* Sayfa Alıntısı *
Aynı kadınlar sonra peygamberin kızı Fatıma'ya başvurdular; onu peygambere gönderdiler. Şöyle demesini istediler:

-Karıların tanrı için senden, Ebubekir'in kızı (Aişe) konusunda (kayırmayı bırakıp) adaletli davranmanı istiyorlar.

Fatıma'nın aracılığı da bir sonuç vermiyor:

Fatıma da peygamberle konuşup kadınların dediklerini iletti. Peygamberse şöyle karşılık verdi:

-Kızcağızım (sevgili kızım)! Benim her sevdiğimi sen sevmezmisin?

Fatıma karşılık olarak:

-Evet!

Peygamber:

-Öyleyse sen de Aişe'yi sev!

49 yaşındaki adam (Muhammed), 6 yaşındaki bir çocuk (Aişe) ile evleniyor:

Yine Aişe'nin kendisinin anlattığını dile getiren bir hadis:

Bu hadisin başında, Aişe aynen şöyle diyor:

-"Peygamber benimle evlendi; ben o sırada 6 yaşındaydım."

Evet, bir yanda 49 yaşındaki Muhammed, öbür yanda 6 yaşındaki Aişe evleniyorlar. Muhammed ile evlendiği zaman Aişe'nin 6 yaşında olduğunun İslam dünyasında kabulu zorunlu. Çünkü bunu anlatan hadis, tartışmasız sağlam (sahih) kabul edilir. Bu hadisi, İslam dünyasında en sağlam olarak benimsenegelmiş olan Buhari'nin ve Müslim'in E's-Sahih'lerinde de buluyoruz.

* Verilen Veriler *
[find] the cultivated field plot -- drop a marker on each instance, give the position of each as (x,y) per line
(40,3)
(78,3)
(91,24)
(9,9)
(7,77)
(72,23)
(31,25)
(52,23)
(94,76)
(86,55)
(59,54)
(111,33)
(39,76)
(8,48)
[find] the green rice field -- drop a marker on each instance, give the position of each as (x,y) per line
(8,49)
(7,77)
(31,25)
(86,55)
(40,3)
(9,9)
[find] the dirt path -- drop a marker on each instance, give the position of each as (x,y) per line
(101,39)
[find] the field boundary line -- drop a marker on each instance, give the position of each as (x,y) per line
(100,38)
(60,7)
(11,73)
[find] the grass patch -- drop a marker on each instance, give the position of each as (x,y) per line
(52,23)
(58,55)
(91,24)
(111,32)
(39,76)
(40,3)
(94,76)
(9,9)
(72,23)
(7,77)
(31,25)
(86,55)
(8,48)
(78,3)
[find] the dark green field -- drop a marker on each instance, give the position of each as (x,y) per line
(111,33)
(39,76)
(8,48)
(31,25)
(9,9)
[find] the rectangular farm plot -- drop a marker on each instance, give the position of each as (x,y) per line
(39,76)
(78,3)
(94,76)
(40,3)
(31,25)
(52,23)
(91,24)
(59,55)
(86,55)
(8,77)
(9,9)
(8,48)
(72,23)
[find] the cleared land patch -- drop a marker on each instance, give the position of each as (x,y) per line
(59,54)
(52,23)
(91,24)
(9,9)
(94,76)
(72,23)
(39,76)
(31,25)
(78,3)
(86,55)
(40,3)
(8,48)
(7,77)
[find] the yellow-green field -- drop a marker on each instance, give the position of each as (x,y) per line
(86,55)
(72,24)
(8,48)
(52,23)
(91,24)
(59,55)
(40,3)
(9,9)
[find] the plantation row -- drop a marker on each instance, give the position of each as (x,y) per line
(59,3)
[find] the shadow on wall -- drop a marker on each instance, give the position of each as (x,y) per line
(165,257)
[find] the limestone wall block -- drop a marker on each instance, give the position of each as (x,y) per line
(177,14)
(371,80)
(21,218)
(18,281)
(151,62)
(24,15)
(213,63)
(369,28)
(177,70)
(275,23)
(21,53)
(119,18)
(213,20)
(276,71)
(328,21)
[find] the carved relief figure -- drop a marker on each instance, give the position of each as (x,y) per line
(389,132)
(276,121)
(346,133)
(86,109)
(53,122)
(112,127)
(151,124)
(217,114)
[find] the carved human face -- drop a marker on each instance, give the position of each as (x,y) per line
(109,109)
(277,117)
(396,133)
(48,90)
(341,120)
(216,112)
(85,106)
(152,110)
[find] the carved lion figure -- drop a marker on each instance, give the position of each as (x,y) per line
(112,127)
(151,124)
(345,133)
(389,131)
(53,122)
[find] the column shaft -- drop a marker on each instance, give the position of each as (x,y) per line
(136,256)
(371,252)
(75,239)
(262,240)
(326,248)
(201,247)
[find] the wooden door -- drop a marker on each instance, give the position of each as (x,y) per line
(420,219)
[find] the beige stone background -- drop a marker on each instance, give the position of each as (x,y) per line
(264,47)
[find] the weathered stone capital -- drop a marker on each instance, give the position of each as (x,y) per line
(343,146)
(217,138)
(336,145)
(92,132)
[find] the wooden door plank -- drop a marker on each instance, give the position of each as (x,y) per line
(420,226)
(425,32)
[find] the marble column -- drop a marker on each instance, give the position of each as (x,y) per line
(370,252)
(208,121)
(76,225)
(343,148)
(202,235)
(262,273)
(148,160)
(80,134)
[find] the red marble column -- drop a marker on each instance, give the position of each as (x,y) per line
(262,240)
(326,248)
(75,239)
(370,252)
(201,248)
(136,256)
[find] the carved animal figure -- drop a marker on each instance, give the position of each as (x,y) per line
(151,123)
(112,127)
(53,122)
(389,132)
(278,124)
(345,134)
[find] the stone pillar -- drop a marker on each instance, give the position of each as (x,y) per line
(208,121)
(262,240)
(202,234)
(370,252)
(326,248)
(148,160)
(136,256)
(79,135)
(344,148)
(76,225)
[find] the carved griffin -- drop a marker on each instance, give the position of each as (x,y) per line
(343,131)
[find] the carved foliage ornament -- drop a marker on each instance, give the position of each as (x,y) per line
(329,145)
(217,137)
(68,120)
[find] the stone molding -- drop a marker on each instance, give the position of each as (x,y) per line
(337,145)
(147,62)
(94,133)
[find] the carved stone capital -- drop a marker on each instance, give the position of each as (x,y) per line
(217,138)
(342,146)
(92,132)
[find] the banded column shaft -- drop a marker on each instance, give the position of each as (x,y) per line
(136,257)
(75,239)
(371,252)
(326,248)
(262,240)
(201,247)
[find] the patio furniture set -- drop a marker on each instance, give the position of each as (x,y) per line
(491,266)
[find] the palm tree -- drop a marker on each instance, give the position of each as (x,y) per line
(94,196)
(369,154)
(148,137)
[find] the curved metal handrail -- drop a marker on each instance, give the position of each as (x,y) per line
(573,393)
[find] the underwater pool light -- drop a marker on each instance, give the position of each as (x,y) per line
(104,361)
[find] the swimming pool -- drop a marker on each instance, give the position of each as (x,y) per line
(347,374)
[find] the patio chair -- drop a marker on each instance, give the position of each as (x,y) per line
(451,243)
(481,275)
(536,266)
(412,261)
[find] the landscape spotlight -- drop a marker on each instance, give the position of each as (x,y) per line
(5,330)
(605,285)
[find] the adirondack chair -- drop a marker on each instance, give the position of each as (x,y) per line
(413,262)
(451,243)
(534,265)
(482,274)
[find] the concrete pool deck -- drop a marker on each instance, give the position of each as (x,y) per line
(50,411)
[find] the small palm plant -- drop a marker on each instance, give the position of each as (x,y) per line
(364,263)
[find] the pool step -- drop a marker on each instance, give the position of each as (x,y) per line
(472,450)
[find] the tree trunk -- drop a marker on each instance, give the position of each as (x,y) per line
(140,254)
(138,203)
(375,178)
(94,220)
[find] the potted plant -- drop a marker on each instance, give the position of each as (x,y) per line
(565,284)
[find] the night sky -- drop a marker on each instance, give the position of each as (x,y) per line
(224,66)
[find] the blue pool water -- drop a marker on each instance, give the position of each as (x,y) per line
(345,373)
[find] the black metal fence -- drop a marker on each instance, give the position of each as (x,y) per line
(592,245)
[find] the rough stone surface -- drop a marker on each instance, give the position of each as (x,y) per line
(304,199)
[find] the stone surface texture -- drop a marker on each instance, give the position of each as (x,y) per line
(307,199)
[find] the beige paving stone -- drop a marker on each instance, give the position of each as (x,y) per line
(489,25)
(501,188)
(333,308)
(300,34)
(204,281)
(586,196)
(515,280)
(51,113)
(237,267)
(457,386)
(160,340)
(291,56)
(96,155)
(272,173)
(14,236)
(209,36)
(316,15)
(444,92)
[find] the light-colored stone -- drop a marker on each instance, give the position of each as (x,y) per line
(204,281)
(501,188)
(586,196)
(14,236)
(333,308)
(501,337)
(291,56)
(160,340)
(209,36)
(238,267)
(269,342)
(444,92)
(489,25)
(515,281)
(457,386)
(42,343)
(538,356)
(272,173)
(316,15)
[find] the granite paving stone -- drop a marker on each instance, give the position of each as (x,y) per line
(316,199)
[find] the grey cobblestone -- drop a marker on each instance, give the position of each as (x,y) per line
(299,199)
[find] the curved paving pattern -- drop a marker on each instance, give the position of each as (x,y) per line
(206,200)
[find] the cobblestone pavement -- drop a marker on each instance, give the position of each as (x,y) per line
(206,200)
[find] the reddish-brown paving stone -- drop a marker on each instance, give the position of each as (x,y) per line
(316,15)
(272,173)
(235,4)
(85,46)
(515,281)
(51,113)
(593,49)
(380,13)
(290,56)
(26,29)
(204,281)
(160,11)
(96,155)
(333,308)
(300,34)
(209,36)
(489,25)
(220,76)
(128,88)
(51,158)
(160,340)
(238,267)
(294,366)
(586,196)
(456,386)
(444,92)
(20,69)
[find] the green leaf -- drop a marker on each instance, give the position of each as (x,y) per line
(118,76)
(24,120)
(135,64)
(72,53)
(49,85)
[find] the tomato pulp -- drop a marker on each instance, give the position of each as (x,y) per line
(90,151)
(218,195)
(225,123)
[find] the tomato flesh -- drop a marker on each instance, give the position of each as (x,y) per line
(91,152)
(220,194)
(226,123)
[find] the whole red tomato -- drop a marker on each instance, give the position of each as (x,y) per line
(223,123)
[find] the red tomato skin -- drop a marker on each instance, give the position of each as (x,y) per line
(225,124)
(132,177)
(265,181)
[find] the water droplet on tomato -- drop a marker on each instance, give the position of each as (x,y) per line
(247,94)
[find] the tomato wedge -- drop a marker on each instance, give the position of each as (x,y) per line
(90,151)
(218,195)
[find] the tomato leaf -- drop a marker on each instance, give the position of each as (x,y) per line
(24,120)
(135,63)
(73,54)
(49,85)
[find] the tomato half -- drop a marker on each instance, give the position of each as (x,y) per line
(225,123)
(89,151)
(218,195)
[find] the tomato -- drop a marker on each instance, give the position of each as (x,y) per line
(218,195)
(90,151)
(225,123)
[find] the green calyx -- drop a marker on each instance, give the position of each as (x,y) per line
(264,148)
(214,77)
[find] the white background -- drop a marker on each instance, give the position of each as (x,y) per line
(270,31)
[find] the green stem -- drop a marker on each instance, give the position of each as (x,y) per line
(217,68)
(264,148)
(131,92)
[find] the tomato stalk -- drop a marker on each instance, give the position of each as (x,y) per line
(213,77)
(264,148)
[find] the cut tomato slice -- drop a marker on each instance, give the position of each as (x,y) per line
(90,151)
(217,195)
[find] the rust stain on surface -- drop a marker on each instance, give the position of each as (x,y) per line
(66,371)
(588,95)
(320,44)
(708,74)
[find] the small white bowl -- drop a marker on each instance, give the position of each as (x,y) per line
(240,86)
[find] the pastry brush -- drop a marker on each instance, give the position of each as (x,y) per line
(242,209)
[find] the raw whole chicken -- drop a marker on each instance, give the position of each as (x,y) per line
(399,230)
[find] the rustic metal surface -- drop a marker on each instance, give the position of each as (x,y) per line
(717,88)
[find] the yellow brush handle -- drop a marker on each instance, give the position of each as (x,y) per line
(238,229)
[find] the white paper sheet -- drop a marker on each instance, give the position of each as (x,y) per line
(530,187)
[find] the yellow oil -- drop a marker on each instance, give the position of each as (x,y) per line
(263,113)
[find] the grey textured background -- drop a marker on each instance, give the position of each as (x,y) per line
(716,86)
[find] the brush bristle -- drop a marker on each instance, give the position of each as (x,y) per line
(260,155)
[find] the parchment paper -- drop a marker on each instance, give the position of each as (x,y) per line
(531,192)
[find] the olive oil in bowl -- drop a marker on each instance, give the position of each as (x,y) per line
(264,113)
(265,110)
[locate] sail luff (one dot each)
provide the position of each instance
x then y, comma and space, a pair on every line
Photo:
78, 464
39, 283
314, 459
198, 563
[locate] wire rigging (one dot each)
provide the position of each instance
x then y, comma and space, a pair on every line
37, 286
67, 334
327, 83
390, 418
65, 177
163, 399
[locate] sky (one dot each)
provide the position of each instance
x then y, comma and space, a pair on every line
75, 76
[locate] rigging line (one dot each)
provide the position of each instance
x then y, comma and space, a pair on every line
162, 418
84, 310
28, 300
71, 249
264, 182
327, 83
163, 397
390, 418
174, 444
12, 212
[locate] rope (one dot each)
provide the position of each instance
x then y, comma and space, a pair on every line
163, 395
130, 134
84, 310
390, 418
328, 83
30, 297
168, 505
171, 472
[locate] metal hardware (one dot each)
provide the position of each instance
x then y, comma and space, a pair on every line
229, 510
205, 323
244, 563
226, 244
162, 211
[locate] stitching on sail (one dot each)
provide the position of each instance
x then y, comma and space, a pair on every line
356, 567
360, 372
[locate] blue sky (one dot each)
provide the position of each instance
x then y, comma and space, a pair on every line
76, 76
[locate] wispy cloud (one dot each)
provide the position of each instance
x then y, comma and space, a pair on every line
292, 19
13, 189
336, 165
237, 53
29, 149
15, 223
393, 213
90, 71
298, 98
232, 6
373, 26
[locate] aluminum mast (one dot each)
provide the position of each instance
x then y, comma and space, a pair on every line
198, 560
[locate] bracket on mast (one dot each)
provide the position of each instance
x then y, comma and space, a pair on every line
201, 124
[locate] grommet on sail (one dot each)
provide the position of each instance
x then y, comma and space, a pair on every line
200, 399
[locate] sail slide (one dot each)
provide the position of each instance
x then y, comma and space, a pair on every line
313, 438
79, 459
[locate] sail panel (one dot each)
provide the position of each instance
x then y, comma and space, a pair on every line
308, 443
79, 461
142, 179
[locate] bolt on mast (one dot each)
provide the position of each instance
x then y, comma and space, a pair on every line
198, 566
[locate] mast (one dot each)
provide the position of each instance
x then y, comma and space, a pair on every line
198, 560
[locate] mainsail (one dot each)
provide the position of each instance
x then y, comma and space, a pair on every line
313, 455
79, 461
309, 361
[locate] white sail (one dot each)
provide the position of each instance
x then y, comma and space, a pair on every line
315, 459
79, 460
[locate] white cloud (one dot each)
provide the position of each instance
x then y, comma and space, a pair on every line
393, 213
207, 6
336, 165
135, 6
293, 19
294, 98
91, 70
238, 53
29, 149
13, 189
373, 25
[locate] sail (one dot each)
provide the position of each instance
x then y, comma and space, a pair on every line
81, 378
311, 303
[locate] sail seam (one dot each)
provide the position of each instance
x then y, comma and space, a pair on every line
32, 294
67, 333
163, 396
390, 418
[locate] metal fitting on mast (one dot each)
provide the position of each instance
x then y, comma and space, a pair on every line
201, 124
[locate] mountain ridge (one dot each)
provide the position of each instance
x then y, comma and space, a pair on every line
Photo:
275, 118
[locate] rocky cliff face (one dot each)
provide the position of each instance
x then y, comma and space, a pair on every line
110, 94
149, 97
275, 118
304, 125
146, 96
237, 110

* Görev 1 *
Sayfa alıntısında "Fatıma da peygamberle" sözcüklerini içeren ifadeyle açılıp "sevdiğimi sen sevmezmisin?" ile kapanan bölümü olduğu gibi alıntılayın.
* Görev 2 *
Sayfa alıntısına göre aşağıdaki soruları yanıtlayın.
(a) Kadınlar peygambere aracı olarak kimi gönderdi?
(b) Aişe, hadisin başında evlendiği sırada kaç yaşında olduğunu söylüyor?
(c) Bu hadis hangi eserlerde de bulunuyor?
Yalnızca sayfa alıntısındaki bilgilere dayanın.

* Tam Yanıt 1 *
Fatıma da peygamberle konuşup kadınların dediklerini iletti. Peygamberse şöyle karşılık verdi:

-Kızcağızım (sevgili kızım)! Benim her sevdiğimi sen sevmezmisin?

* Tam Yanıt 2 *
(a) Peygamberin kızı Fatıma'yı.
(b) 6 yaşında.
(c) Buhari'nin ve Müslim'in E's-Sahih'lerinde.